_Instructions to follow_
Each line of the data is to be output verbatim, with the images removed.

-- Exercise data follows --

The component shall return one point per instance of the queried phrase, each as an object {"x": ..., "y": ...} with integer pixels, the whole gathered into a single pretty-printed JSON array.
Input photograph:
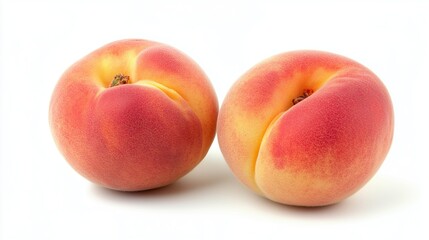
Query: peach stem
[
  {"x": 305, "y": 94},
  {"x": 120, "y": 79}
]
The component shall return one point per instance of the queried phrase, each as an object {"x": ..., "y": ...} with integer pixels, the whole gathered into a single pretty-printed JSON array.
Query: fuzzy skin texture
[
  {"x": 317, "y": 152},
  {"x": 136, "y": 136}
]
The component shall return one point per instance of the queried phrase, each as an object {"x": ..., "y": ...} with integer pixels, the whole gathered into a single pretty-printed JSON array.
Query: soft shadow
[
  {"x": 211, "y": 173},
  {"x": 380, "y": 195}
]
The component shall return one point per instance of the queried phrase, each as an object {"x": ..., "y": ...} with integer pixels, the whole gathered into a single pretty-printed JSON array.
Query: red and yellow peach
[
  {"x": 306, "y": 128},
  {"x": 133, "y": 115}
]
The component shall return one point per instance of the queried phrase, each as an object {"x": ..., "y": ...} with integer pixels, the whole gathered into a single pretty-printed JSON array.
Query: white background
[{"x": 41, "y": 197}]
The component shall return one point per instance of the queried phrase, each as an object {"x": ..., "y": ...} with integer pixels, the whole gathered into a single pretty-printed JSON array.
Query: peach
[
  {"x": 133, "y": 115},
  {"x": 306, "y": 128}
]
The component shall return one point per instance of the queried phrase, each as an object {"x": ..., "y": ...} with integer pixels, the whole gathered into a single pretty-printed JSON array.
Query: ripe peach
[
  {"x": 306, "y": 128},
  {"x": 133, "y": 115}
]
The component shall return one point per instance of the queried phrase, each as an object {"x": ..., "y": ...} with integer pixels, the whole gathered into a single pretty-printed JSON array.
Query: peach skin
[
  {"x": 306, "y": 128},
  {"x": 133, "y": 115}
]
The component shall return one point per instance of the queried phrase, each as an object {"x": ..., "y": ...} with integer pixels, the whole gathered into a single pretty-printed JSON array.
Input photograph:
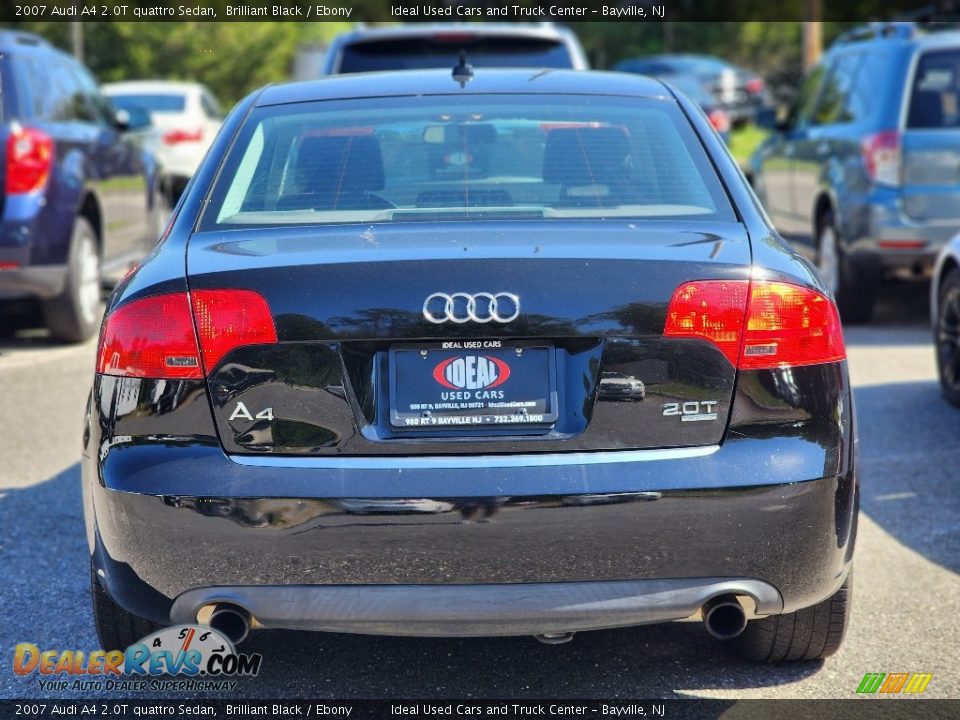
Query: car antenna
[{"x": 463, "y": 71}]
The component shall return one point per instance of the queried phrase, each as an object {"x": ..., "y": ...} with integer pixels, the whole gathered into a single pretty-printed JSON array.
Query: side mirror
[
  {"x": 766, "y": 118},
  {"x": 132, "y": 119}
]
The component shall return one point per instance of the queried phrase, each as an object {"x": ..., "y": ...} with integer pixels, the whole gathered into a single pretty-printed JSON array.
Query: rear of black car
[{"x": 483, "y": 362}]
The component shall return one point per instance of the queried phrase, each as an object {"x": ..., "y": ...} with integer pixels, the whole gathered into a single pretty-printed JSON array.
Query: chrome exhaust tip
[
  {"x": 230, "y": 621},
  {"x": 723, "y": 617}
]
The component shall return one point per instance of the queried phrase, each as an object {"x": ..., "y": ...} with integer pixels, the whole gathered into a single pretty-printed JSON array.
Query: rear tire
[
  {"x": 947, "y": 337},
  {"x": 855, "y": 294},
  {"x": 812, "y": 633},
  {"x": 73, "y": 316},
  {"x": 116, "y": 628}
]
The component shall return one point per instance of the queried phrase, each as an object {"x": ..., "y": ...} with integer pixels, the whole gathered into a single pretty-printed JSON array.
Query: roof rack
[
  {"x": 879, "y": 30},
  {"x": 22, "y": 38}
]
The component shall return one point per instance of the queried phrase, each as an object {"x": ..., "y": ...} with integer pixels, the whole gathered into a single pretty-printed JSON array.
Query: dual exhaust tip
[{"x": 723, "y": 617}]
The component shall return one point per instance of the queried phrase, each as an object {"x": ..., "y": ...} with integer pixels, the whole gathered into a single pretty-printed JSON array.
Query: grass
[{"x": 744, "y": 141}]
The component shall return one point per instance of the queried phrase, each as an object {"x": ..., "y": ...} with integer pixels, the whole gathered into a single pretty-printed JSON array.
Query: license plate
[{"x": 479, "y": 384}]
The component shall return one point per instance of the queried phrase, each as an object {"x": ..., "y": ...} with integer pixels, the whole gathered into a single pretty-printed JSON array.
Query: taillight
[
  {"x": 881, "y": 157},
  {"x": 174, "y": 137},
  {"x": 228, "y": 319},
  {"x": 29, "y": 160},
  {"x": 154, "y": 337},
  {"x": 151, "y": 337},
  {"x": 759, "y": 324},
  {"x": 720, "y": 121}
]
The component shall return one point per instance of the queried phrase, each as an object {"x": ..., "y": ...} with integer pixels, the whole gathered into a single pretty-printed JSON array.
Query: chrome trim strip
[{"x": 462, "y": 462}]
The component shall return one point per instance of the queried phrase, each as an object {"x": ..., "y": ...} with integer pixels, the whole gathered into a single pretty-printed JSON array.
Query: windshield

-- Exercise data concluded --

_Response box_
The component shall return one point per instance of the queried phrase, each as an object {"x": ..., "y": ...} with integer pixels, the whole gathered into a single pretty-printed JSON array.
Input photograph:
Query: peach stem
[
  {"x": 305, "y": 94},
  {"x": 120, "y": 79}
]
The component shall return one point per instance of the queried phrase, each as an object {"x": ..., "y": ...} with integer pixels, the whole gathered into a single pretty-printed JSON array.
Query: fuzzy skin texture
[
  {"x": 317, "y": 152},
  {"x": 136, "y": 136}
]
The component shall return one point per instance of the queried phrase, each as an object {"x": ..., "y": ...} with integer pixels, the whole gathered into a single pretty-printed JSON array.
Query: soft shadow
[
  {"x": 211, "y": 173},
  {"x": 380, "y": 195}
]
The component shall return one point per instance of the queried phrase, each as an object {"x": ..., "y": ...} with integer pixels, the whole gathered into a single pretty-printed JSON array.
Query: red and yellow peach
[
  {"x": 306, "y": 128},
  {"x": 133, "y": 115}
]
The component shall return one point per instance of the queried phrase, each as an object {"x": ..., "y": ...} with integer pixels, the whole gathered into a single pretty-printed JSON array.
Query: white background
[{"x": 41, "y": 197}]
The component shall return one point per instance of the queried phrase, each as an object {"x": ..., "y": ...} with integer pixels, the whole gathered into a single pretty-printed JSON array.
Query: peach
[
  {"x": 133, "y": 115},
  {"x": 306, "y": 128}
]
The component shall return one point per instance of the queried phrase, each as an object {"x": ..., "y": ...} with integer pixels, the whole gathered into a single pretty-printed JSON array.
Query: ripe peach
[
  {"x": 306, "y": 128},
  {"x": 133, "y": 115}
]
The component shall return one point per instance of the queried phrase, each as an object {"x": ..., "y": ...} with integer pixels, the whole gathered into a single pretty-printed JSON array.
Query: peach skin
[
  {"x": 306, "y": 128},
  {"x": 133, "y": 115}
]
The component shall return one point per instance of the queried phrase, each as an object {"x": ..., "y": ...} with integer pixels, the whole gathered into a single pretty-printed JSON array.
Input photograph:
Query: car antenna
[{"x": 463, "y": 71}]
The component shall return one point per instance of the queried phrase, each as an object {"x": ..., "y": ...} with integer pixels, the whole gathered into a single pretty-printed JSON array.
Query: side mirror
[
  {"x": 766, "y": 118},
  {"x": 132, "y": 119}
]
The component shall return one point per instance of the queried phrase, each as an object {"x": ..., "y": ...} with integer pixels, the whole gathered into a single pretty-printed JSON array.
Query: rear of black car
[{"x": 483, "y": 362}]
The component shall return one point per instance of the queried phrase, each as an object {"x": ..., "y": ...} with integer pixels, the whole gathered into a single pretty-printed JSON array.
Query: chrome exhaust tip
[
  {"x": 230, "y": 621},
  {"x": 723, "y": 617}
]
The component shall return one point per instance of the queried phrase, each as an object {"x": ..., "y": ...} with integer pixels, the whole gathered into a single pretty-printed JSON array.
Query: rear tire
[
  {"x": 947, "y": 337},
  {"x": 855, "y": 294},
  {"x": 812, "y": 633},
  {"x": 73, "y": 316},
  {"x": 116, "y": 628}
]
The component shall return one point per instance of the queried phrase, each as an object {"x": ..., "y": ...} with integer pixels, the whole gathered into a single pretty-printed JSON array.
Query: roof rack
[
  {"x": 879, "y": 30},
  {"x": 22, "y": 38}
]
The component shall return one point per instance of the queried phrase, each as an object {"x": ..., "y": ...} with integer pixels, the whole gathered into a single pretty-printed JSON array.
Query: dual exhaust tip
[{"x": 723, "y": 617}]
The component shall return one point per instance of the queried phrase, each as an object {"x": ..., "y": ...} with integer pixels, the whole gathered into a single pretty-printed JSON array.
Query: grass
[{"x": 744, "y": 141}]
The component shall return one point per instance of the queried phrase, each as an object {"x": ..., "y": ...} with integer pixels, the whole gathered into a single pretty-printed JSON array.
Query: license plate
[{"x": 479, "y": 384}]
The component shall return one point per instance of the queried phrase, each as an object {"x": ..., "y": ...} with integer pixels, the whole gathered into a single pretty-printed JSON array.
Query: taillight
[
  {"x": 881, "y": 157},
  {"x": 174, "y": 137},
  {"x": 228, "y": 319},
  {"x": 29, "y": 160},
  {"x": 154, "y": 337},
  {"x": 151, "y": 337},
  {"x": 759, "y": 324},
  {"x": 720, "y": 121}
]
The component shall return one point per instance of the queried phrase, each as an object {"x": ..., "y": ...} with integer pixels, the whole gathered into a single pretty-printed JSON array.
Query: chrome trim strip
[{"x": 462, "y": 462}]
The component shall return one point per instance of the queried phrase, each as an object {"x": ..., "y": ...} with integer pixels, the whole gathered into a single pretty-printed JSON array.
Query: windshield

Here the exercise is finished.